§ 必要な作業
1. 提示テキストの筆者が、原作のネタバレを含めて深く考察する長文形式をとらなかった理由と、代わりに選んだ形式を1〜3文で説明せよ。
2. リストから「surface」という文字列を含む行をすべて抜き出せ。

§ 提示テキスト
寸評『PERSONA5 the Animation』第26話まで
高校2年生の春、雨宮 蓮は東京の「秀尽学園」に転入する。
ある出来事をきっかけに“ペルソナ”使いとして覚醒した蓮は、
新たに出会った仲間達とともに「心の怪盗団」を結成。
悪しき欲望に塗れた大人達の“歪んだ欲望”を盗んで改心させていく。
一方、街では不可解な精神暴走事件が次々と起こっていた……。
大都会“東京”を舞台に高校生として日常生活を送りながらも、
放課後は「心の怪盗団」として暗躍する―。
壮大なピカレスクロマンの幕が切って落とされる!
(公式HP イントロダクションより抜粋)
≪前置き≫
本記事は、簡易採点+短評レビューの連載形式の記事となります。最新話の感想のたび、前話までの感想がログとして残った状態で最新話分を付け加えて記事を公開していきます。各話寸評の移り変わりや点数の変動を含めて短評を楽しんでいただければ幸いです。終盤になるとかなり膨大な量になってしまうと思いますが、全部一挙に行くことにしました。
管理人(筆者)は原作既プレイ(クリア済み)のため、今回は原作ネタバレを含めて深く考察する長文形式は止めてこの形式としています。アニメ版と原作との比較のための軽度のネタバレは致し方ありませんが、コメント含めて重度のネタバレは控えたいと考えておりますので、ご協力をよろしくお願いします。
≪テンプレート≫
『各話タイトル』 採点:5点満点
採点:★=1点、☆=0.5点です。記号は、「↑=前話から急上昇、↗=前話から微上昇、-=前話と同じ、↘=前話から微下降、↓=前話から急下降」を示します。
短評
その話の短い批評です。
TB先 参照リンク(URLアルファベット順)
同じ話数の感想を書かれているBlog様です。
『#01 I am thou, thou art I』 採点:★★★★★(-)

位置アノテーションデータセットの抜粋
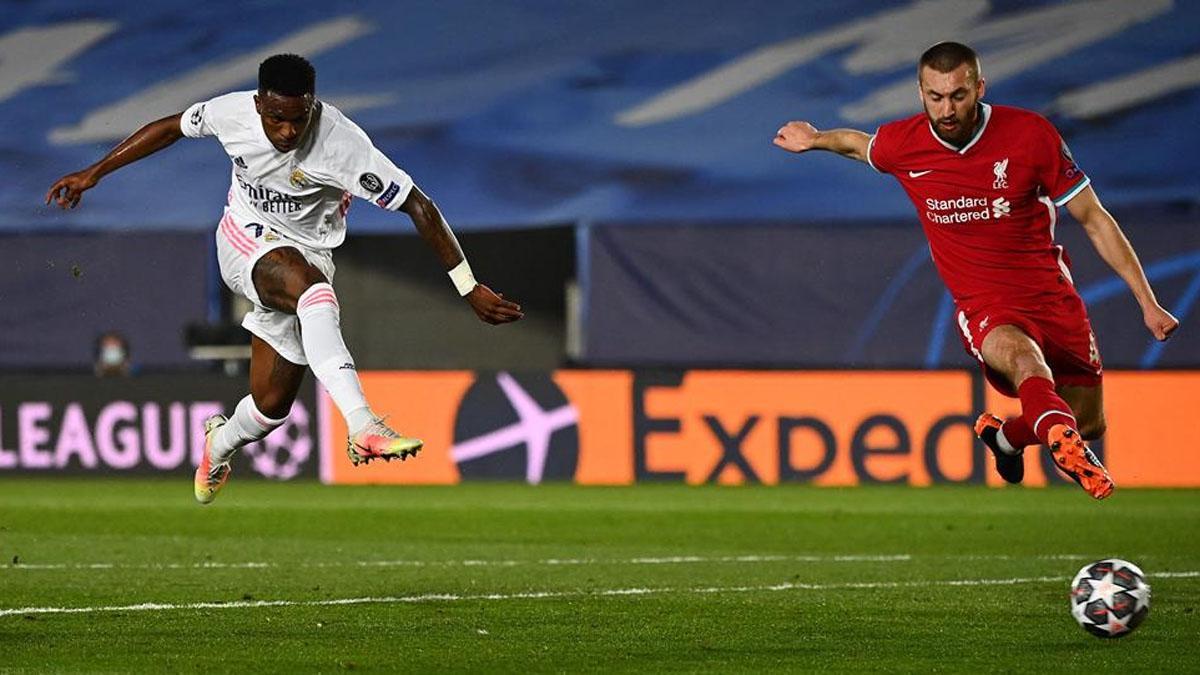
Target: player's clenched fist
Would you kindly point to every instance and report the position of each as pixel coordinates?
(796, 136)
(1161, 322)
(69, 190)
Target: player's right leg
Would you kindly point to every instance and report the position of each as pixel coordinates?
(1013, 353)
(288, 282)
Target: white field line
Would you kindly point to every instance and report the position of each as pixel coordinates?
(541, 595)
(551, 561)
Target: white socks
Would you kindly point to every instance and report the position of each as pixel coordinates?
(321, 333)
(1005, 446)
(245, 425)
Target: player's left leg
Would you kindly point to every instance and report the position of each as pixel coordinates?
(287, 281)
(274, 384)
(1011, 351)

==

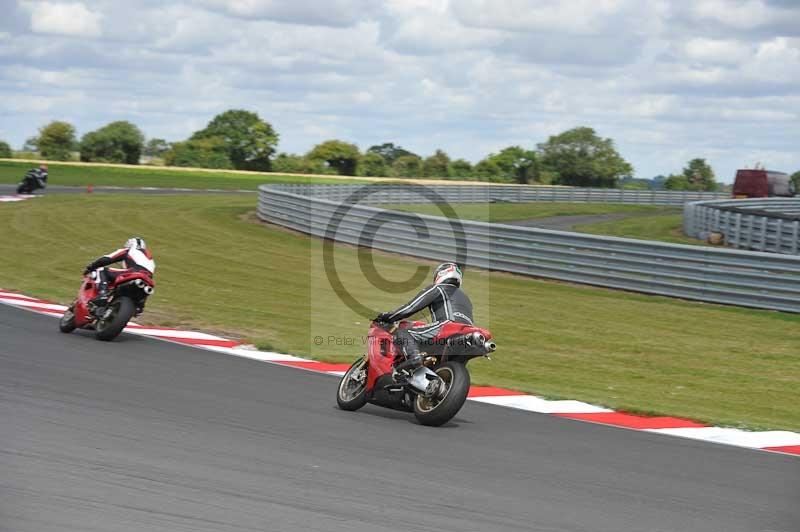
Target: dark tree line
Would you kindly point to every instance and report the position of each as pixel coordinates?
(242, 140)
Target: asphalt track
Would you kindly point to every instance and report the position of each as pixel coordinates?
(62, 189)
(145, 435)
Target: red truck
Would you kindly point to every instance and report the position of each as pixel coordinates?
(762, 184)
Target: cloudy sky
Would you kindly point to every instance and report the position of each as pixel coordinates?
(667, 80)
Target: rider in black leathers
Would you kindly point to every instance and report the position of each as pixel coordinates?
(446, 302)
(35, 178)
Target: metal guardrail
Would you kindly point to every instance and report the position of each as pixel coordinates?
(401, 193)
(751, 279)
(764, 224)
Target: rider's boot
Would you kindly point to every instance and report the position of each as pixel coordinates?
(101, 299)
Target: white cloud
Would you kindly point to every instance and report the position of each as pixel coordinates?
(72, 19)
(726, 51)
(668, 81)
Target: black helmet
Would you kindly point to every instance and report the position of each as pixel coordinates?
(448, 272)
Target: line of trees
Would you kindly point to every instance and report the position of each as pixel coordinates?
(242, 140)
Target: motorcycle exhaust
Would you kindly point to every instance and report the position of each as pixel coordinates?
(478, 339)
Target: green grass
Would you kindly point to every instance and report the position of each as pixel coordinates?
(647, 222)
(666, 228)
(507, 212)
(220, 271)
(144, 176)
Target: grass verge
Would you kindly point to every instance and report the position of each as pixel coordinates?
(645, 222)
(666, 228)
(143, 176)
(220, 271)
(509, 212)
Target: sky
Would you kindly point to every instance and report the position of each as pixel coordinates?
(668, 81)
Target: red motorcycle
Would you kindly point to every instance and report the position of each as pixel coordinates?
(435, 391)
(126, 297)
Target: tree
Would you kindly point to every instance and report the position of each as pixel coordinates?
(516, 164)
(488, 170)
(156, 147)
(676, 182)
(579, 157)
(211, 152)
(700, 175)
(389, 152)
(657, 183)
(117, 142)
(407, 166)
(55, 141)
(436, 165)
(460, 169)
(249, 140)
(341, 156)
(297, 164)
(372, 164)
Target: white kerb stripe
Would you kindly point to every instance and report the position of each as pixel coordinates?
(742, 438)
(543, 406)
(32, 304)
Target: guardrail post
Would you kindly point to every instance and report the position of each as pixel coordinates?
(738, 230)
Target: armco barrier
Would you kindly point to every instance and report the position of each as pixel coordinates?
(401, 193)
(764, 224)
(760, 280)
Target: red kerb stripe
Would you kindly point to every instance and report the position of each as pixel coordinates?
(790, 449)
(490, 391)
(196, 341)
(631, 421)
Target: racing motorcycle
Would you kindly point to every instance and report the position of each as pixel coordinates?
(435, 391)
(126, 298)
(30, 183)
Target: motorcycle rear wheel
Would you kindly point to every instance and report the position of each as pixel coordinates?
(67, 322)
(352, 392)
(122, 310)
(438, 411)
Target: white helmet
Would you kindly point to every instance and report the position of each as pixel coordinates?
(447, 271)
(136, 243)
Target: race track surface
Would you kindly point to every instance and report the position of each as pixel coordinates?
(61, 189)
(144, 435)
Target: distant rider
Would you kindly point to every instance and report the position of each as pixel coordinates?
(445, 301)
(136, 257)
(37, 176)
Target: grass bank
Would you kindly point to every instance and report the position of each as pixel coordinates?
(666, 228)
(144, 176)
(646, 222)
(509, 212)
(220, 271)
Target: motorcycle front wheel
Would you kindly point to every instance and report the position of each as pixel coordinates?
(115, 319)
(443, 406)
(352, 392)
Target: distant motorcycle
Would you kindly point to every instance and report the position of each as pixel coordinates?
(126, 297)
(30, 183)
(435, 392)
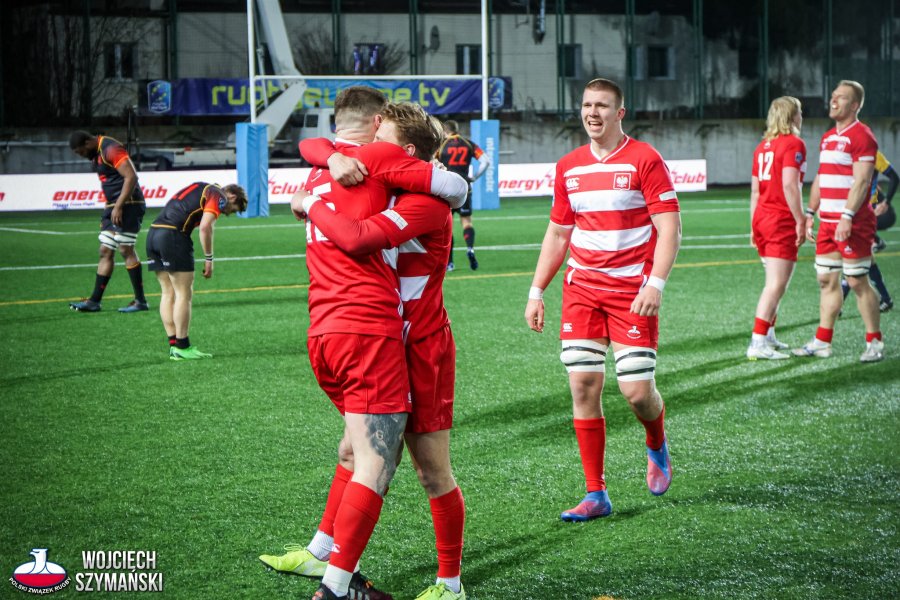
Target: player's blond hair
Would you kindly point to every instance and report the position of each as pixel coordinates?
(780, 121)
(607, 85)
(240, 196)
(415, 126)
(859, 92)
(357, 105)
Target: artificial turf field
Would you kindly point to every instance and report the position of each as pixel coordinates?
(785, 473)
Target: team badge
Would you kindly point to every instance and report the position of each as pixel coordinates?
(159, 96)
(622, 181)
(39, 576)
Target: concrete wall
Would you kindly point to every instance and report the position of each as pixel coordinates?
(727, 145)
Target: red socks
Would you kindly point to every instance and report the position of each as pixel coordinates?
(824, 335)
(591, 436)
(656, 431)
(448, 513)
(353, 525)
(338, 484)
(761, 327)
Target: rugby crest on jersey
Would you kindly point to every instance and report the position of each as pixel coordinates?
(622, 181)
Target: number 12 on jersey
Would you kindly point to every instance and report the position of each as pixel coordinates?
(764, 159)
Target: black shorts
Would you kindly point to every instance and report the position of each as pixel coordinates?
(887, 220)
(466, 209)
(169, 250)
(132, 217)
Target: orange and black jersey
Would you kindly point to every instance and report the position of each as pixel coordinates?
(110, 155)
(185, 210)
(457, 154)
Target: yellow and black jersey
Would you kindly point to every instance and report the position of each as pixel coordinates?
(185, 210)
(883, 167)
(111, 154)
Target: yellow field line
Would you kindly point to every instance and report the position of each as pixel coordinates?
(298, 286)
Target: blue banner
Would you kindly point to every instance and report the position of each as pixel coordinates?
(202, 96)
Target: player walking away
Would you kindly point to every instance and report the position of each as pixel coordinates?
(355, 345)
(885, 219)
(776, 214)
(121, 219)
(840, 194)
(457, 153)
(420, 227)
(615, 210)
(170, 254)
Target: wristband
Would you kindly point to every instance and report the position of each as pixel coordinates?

==

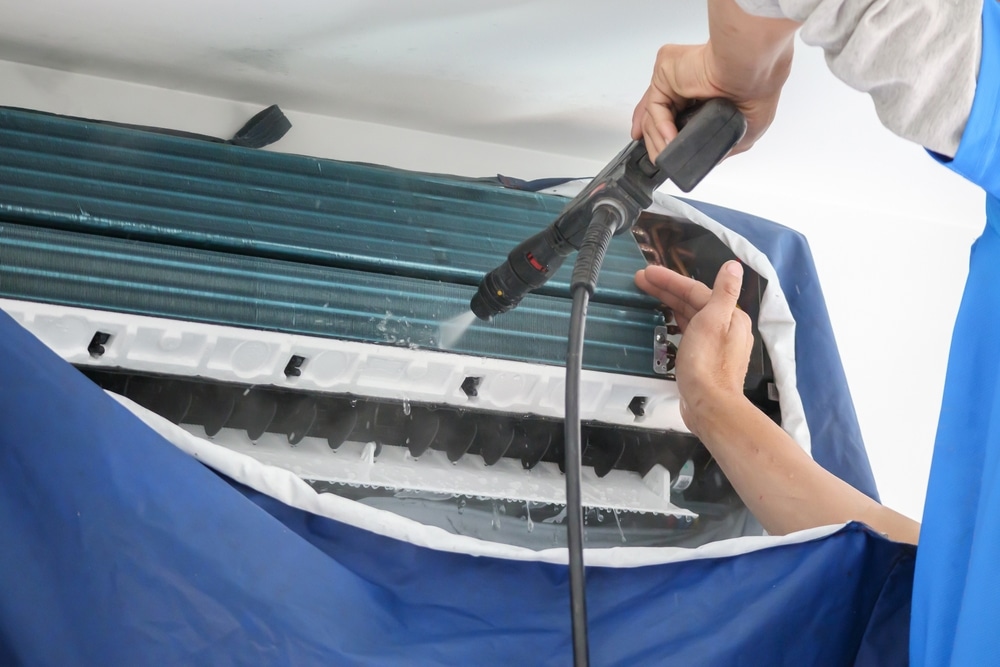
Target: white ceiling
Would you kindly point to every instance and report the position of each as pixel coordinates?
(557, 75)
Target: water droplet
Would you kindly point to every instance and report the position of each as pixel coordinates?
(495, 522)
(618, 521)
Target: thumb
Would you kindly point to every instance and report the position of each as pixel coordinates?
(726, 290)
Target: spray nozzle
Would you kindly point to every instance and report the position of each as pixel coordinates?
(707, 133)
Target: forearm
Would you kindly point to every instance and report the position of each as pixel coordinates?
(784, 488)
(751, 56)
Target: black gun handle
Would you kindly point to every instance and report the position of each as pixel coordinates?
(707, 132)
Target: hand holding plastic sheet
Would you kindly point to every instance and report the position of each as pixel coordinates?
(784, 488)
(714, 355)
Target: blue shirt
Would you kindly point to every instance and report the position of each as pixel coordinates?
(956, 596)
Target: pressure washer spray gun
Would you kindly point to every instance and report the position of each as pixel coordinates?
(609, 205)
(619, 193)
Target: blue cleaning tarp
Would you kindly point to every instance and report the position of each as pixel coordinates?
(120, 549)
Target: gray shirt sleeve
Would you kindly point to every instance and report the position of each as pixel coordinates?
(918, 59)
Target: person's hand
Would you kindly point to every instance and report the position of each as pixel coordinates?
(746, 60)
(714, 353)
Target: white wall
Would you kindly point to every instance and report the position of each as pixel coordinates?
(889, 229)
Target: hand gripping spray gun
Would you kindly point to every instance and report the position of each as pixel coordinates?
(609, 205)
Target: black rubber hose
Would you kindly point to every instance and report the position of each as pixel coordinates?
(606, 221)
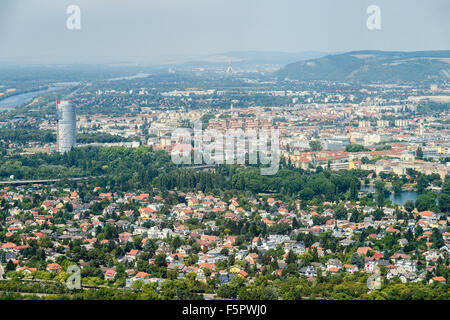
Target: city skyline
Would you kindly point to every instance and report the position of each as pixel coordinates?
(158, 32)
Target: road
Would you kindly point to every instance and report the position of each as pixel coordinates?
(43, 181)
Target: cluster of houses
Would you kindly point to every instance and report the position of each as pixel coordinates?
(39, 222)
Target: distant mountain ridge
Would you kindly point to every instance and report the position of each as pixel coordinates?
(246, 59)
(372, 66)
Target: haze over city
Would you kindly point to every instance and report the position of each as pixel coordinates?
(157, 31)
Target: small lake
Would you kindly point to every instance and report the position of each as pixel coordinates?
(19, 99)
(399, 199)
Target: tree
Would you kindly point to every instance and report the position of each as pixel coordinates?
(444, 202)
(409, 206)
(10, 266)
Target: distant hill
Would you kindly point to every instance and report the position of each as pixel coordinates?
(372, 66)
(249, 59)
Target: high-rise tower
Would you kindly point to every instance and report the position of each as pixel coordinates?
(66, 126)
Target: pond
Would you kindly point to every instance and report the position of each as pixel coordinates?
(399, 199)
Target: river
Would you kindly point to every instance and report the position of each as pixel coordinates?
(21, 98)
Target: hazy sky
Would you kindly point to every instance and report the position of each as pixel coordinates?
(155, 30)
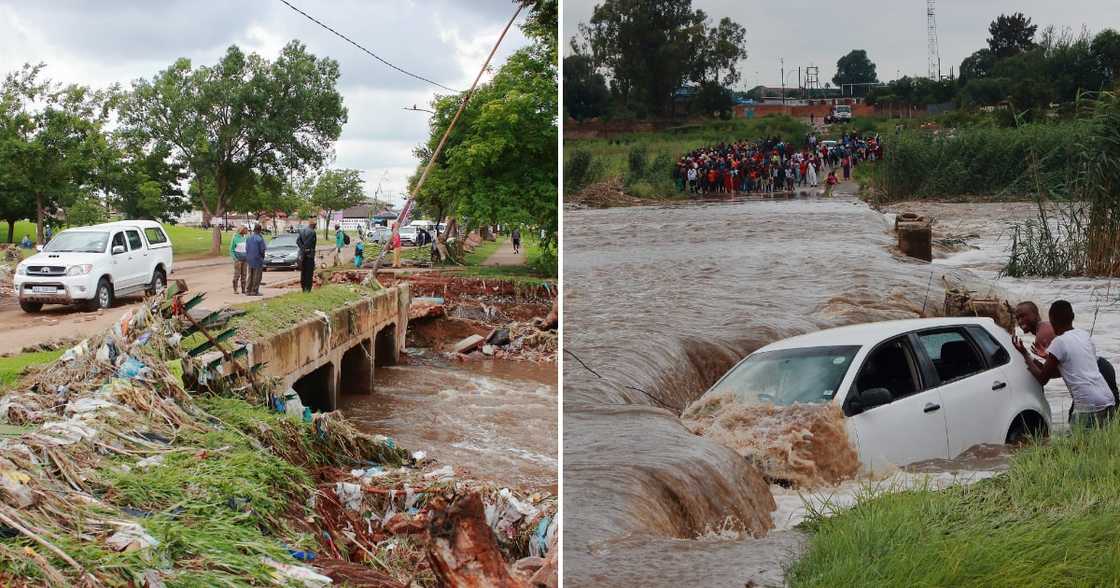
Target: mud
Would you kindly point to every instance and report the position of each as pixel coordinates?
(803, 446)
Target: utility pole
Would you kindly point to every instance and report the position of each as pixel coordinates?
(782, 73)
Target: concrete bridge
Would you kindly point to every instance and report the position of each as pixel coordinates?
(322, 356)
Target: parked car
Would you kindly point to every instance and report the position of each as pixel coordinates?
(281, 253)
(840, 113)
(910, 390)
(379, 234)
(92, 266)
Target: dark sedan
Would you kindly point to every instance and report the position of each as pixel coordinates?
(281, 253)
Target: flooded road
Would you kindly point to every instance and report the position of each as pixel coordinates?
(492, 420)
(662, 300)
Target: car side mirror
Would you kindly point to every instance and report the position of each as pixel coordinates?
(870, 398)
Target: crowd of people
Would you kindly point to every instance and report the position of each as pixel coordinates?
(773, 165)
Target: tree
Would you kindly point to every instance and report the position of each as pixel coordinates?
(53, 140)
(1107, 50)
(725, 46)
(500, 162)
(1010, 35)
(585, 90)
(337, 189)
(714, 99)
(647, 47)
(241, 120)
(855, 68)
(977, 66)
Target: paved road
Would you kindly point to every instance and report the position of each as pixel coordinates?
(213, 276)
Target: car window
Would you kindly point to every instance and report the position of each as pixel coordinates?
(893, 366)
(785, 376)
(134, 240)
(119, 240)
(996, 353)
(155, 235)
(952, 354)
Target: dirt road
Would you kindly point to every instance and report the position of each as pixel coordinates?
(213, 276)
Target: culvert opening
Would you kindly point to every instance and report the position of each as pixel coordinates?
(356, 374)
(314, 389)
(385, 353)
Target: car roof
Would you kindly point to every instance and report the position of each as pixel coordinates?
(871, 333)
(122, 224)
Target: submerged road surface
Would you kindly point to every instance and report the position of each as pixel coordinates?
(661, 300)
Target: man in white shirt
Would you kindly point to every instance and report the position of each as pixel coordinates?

§ 課題の解答
1. 筆者は原作をすでにプレイし、クリアしている。そのため、原作ネタバレを含めて深く考察する長文形式はやめ、簡易採点と短評による連載形式の記事にしている。

2.
Target: race track surface
Target: submerged road surface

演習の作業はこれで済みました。